#### WHAT TO DO
Report each line in the listing below that contains the word "shoe", copying every such line in full.

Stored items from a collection
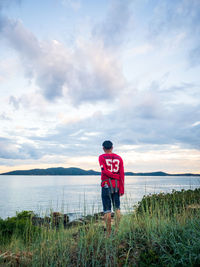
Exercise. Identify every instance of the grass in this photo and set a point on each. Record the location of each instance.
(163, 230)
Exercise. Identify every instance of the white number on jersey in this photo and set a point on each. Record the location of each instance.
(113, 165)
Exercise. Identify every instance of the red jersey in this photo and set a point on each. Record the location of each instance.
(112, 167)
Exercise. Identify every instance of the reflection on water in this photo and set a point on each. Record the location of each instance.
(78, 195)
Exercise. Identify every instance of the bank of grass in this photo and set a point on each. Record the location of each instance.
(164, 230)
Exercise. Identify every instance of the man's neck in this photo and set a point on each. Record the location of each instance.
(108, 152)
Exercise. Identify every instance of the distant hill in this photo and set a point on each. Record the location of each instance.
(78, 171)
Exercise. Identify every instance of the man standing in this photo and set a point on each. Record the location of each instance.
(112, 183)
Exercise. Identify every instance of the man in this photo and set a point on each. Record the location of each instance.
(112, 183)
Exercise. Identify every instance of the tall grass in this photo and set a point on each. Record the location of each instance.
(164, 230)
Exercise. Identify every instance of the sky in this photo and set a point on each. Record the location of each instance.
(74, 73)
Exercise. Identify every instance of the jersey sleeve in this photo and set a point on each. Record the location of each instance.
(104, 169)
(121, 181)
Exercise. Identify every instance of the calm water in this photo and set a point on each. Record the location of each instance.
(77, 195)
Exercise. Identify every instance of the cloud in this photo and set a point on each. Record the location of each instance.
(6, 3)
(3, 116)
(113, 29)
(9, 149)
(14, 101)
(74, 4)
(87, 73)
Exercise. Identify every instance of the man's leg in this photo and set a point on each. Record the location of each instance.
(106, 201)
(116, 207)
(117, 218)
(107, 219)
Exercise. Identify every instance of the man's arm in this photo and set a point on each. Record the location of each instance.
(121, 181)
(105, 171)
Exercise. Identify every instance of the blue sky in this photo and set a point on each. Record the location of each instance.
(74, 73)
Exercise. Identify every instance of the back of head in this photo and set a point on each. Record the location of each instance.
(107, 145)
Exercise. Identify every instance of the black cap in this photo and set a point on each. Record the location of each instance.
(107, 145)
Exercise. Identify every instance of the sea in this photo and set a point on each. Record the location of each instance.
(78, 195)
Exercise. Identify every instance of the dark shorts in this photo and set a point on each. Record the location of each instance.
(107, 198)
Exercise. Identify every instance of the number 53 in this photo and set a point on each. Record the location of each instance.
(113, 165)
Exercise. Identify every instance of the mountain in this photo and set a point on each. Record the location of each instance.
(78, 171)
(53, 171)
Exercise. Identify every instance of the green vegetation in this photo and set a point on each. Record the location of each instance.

...

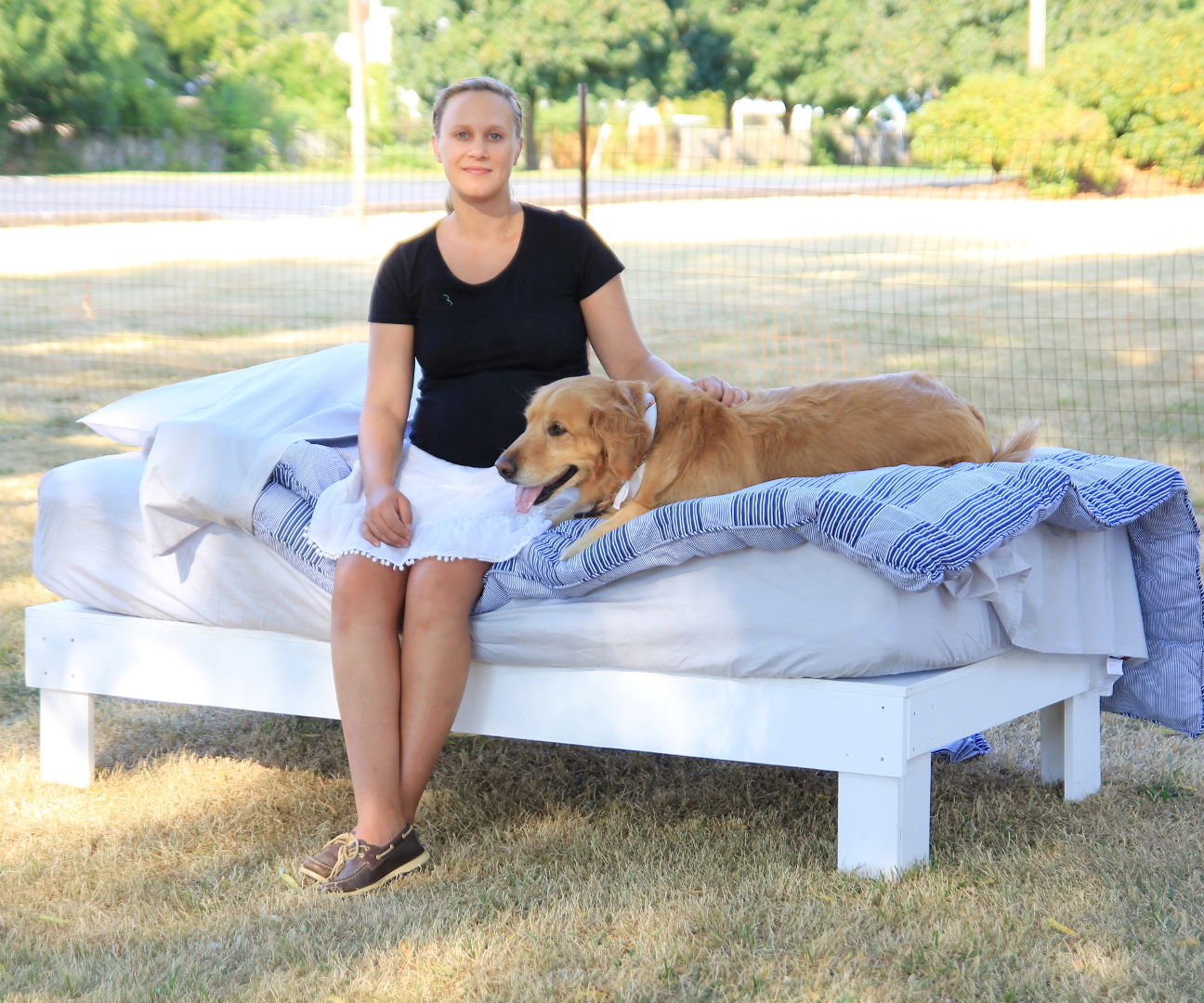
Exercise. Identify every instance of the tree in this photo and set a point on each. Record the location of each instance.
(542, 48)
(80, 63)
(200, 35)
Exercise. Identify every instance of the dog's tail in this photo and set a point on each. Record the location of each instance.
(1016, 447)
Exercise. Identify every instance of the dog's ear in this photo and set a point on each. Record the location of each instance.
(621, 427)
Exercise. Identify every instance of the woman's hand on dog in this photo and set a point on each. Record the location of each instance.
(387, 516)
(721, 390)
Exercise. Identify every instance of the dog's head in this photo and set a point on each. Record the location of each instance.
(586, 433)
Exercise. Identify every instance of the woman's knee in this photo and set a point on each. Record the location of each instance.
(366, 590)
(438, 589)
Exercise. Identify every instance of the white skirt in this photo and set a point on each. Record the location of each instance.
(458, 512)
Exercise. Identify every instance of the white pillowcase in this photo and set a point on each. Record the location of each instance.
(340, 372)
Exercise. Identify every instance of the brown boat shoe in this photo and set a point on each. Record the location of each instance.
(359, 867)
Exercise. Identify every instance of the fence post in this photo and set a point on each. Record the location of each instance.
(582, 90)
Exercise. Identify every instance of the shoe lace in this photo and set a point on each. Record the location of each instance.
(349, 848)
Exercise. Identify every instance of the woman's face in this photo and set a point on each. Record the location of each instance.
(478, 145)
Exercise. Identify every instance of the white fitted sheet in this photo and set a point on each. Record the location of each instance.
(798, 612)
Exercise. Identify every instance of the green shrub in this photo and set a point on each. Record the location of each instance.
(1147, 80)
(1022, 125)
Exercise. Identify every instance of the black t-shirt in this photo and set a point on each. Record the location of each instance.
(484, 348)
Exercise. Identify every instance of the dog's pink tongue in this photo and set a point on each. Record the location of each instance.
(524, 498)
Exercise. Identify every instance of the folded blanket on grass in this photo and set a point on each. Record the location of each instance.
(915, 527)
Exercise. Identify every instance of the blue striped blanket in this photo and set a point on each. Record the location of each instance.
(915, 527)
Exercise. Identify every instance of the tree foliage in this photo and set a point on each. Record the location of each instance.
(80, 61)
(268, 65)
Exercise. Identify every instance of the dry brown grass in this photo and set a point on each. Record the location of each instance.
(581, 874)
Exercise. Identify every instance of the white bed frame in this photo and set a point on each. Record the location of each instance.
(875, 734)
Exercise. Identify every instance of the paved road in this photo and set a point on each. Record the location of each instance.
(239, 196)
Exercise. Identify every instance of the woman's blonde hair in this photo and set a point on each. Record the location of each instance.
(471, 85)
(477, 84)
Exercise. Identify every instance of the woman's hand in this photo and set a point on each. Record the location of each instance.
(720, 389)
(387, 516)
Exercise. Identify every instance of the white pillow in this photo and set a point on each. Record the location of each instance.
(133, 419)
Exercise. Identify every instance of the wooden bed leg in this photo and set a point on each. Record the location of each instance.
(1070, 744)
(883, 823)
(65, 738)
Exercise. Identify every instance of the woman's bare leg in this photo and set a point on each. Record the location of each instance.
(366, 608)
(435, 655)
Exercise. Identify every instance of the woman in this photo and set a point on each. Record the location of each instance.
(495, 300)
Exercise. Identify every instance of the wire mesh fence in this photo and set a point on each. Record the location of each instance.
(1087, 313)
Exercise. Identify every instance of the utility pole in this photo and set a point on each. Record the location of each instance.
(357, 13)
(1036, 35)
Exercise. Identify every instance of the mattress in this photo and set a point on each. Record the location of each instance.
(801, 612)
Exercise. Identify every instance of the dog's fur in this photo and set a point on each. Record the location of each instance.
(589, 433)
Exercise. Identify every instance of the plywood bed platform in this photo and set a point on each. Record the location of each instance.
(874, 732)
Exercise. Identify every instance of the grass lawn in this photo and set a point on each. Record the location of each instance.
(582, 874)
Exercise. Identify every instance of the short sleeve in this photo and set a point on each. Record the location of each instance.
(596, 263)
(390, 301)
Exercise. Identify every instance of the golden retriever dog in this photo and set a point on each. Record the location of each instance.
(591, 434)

#### RESULT
Exercise. Identify every instance of the brown boat shoe in this photo and set a point on each. Record the location of each instance.
Exercise. Identify every instance of the shoe lace in this photo and set a point on each. Record the location of each instance.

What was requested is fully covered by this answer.